Required work ▸ Using the entries below, return word for word the lines from the one containing "Draw the outline of every instance of the <item>green" up to and including the last.

-- Given data start --

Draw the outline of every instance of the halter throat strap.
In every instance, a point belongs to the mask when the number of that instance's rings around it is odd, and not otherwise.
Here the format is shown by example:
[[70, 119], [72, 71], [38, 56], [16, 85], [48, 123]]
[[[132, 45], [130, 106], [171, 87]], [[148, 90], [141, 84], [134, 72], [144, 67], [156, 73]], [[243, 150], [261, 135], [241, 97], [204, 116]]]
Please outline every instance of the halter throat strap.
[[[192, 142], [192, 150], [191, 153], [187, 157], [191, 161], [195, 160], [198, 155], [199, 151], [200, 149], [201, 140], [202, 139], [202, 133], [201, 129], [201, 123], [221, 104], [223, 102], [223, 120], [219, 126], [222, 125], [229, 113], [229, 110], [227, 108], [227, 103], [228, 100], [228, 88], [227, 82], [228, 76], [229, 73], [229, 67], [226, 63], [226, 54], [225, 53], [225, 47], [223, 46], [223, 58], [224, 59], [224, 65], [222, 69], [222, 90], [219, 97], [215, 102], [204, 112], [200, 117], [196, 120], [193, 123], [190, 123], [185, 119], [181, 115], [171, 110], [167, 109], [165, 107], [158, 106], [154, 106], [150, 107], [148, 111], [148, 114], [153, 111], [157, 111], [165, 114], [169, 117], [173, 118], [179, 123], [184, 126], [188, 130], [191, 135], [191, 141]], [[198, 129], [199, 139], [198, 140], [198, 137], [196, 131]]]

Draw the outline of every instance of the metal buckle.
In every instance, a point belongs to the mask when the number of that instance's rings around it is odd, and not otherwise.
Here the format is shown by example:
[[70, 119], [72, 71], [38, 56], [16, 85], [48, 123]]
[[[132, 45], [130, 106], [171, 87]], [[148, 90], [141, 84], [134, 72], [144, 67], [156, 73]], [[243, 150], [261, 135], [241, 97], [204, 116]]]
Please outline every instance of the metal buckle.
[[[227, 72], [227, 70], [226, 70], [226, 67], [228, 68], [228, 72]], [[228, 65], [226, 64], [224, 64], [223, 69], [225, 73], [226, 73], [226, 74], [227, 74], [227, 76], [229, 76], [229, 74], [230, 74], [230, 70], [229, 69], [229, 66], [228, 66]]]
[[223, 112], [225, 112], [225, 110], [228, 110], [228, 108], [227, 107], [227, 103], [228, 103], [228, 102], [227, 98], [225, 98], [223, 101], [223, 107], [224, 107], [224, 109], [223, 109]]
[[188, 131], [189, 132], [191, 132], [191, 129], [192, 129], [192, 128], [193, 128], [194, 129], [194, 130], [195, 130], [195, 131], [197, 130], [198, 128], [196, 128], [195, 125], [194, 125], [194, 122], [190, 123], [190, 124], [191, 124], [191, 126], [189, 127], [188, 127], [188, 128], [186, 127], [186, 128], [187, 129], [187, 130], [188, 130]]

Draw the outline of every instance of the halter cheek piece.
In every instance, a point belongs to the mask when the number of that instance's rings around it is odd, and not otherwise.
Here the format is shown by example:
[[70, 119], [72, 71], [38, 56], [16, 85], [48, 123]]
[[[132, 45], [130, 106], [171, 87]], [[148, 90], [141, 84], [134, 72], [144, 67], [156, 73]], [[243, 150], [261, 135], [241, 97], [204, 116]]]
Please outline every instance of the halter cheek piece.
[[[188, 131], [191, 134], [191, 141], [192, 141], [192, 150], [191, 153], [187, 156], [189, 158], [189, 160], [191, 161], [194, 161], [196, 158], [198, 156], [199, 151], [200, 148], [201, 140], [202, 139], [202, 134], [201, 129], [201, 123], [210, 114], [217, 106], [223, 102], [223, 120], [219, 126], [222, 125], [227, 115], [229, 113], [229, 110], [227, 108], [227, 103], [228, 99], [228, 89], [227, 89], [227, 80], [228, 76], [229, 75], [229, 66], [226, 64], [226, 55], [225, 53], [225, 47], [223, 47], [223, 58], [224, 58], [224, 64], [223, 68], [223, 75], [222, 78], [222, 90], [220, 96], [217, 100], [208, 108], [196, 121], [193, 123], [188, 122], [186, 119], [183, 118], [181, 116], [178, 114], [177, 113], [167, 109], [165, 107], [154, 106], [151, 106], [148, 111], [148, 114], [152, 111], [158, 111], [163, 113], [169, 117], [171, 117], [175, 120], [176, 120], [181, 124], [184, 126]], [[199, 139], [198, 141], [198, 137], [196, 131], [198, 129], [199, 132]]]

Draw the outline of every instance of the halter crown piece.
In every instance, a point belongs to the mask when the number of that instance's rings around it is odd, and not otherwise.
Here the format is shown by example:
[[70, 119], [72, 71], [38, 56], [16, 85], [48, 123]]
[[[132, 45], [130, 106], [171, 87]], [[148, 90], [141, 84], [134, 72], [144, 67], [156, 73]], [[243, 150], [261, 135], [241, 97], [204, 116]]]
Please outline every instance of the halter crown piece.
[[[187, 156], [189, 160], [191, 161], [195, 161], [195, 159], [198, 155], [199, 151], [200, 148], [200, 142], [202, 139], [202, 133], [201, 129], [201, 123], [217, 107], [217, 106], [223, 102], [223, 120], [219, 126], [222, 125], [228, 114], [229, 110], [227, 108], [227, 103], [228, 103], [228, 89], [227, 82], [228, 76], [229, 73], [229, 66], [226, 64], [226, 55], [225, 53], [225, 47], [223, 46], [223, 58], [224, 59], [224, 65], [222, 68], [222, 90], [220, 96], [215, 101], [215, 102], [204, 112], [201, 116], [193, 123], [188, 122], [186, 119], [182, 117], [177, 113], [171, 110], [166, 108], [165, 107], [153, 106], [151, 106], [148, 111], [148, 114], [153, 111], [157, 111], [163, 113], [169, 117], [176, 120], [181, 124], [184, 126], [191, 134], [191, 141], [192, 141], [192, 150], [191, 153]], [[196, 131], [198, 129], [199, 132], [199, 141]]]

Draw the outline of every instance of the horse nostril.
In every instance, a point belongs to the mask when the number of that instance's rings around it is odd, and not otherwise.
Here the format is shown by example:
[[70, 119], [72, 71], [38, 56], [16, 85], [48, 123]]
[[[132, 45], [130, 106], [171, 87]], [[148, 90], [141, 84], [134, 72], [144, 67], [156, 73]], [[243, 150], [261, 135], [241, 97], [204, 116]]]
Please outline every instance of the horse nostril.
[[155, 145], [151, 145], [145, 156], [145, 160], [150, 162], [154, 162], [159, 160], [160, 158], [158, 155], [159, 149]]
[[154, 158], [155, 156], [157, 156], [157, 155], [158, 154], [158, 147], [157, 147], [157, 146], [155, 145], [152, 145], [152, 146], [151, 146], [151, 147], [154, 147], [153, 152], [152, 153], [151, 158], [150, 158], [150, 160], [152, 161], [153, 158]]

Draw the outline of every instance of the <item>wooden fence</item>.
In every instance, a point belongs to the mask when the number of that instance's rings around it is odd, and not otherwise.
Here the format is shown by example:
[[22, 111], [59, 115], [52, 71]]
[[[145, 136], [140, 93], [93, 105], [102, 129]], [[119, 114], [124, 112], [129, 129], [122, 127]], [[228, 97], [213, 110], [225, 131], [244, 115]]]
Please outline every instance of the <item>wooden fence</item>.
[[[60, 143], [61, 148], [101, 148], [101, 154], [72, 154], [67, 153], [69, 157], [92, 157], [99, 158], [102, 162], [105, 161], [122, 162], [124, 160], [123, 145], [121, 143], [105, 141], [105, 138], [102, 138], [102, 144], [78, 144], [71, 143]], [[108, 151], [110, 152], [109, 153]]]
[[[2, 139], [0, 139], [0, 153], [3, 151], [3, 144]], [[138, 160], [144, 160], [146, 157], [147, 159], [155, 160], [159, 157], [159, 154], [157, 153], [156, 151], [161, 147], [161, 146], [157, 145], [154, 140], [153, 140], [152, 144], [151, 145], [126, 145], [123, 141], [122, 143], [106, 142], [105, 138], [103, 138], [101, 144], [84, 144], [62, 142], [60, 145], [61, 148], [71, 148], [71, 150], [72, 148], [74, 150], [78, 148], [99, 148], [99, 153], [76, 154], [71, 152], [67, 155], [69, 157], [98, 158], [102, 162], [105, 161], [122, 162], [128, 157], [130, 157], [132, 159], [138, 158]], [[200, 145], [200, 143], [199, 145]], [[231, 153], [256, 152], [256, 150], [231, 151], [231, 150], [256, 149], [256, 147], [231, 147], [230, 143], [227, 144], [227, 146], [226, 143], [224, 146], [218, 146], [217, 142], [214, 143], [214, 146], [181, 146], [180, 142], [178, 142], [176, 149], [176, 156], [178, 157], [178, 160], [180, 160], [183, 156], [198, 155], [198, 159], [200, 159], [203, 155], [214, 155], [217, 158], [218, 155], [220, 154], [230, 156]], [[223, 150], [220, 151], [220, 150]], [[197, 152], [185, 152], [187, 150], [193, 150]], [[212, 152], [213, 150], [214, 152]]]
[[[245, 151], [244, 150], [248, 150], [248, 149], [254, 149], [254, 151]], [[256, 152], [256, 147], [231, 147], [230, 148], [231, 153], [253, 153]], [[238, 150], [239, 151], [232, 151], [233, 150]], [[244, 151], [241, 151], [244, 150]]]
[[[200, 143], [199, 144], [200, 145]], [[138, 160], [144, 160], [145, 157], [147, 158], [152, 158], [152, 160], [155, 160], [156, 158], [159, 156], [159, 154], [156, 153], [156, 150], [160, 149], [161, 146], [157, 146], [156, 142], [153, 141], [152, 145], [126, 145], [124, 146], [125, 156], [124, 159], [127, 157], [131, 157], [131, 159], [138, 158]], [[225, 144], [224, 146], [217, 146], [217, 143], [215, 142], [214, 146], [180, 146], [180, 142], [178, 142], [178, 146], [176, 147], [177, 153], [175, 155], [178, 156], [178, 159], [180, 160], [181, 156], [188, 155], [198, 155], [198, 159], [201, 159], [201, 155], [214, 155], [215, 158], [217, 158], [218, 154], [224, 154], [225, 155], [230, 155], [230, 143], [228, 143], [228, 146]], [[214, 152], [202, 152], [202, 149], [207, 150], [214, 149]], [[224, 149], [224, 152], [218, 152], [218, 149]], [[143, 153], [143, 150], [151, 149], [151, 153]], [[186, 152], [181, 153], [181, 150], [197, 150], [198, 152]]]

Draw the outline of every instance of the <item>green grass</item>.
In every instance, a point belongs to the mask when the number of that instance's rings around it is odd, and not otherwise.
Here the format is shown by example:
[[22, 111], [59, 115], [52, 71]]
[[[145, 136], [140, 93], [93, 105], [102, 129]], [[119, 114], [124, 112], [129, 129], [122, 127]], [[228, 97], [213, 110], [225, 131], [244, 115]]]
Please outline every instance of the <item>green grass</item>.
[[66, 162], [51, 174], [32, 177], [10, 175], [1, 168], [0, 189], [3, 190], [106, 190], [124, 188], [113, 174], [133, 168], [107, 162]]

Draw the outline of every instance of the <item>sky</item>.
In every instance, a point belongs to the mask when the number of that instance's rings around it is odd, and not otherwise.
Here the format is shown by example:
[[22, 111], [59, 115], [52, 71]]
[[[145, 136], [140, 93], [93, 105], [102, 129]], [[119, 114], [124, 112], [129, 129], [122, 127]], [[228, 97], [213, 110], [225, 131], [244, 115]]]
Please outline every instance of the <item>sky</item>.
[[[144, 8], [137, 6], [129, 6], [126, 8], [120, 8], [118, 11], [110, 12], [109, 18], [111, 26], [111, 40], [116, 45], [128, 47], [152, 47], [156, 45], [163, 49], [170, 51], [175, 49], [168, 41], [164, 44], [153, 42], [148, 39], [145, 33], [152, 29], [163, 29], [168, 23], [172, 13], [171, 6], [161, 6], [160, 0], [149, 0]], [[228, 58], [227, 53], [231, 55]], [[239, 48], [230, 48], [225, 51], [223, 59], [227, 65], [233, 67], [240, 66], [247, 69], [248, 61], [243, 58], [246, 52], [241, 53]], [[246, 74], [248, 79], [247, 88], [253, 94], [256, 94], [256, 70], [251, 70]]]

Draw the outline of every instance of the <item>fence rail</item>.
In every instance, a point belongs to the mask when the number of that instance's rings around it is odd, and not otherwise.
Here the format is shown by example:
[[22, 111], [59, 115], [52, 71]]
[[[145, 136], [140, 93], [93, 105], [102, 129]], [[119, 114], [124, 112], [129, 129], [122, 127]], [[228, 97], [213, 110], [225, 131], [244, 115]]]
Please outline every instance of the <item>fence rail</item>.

-- Given data end --

The answer ▸
Draw the outline of every instance of the <item>green grass</item>.
In every instance, a point belongs to the mask when the number of that instance's rings around it is odd, and not otherwise.
Here the format is shown by example:
[[22, 111], [59, 115], [52, 71]]
[[[145, 136], [140, 93], [93, 105], [102, 129]], [[119, 114], [124, 112], [129, 129], [122, 127]], [[228, 97], [213, 110], [225, 131], [244, 115]]]
Please outline every instance of the <item>green grass</item>.
[[66, 162], [51, 174], [32, 177], [10, 175], [1, 168], [0, 189], [3, 190], [106, 190], [124, 188], [113, 174], [133, 168], [107, 162]]

Draw the outline of every instance of the <item>sky</item>.
In every instance, a point belongs to the mask when the number of that instance's rings around it is odd, and not otherwise.
Here the format is shown by example:
[[22, 111], [59, 115], [52, 71]]
[[[145, 136], [140, 93], [93, 105], [102, 129]], [[119, 114], [124, 112], [129, 129], [122, 127]], [[228, 97], [213, 110], [225, 131], [244, 115]]]
Please outline every instance of the <item>sky</item>.
[[[144, 8], [137, 6], [129, 6], [126, 8], [120, 8], [118, 11], [110, 12], [109, 18], [111, 26], [111, 40], [116, 45], [128, 47], [152, 47], [156, 45], [163, 49], [170, 51], [175, 49], [168, 41], [164, 44], [153, 42], [148, 39], [145, 33], [152, 29], [163, 29], [168, 23], [172, 13], [171, 6], [161, 6], [160, 0], [149, 0]], [[228, 58], [227, 53], [231, 55]], [[239, 48], [230, 48], [225, 51], [223, 59], [227, 65], [233, 67], [240, 66], [247, 69], [248, 61], [243, 58], [246, 52], [241, 53]], [[246, 74], [248, 79], [247, 88], [253, 94], [256, 94], [256, 70], [251, 70]]]

Draw the outline of every instance of the <item>fence rail</item>.
In every instance, a point belongs to the mask when the number of that instance's rings around it is odd, and not otherwise.
Here the format is shown by example:
[[22, 111], [59, 115], [52, 71]]
[[[145, 136], [140, 93], [93, 105], [102, 129]], [[119, 114], [124, 112], [129, 129], [122, 127]], [[228, 97], [213, 110], [225, 131], [244, 115]]]
Please outline every instance of the <item>fence rail</item>.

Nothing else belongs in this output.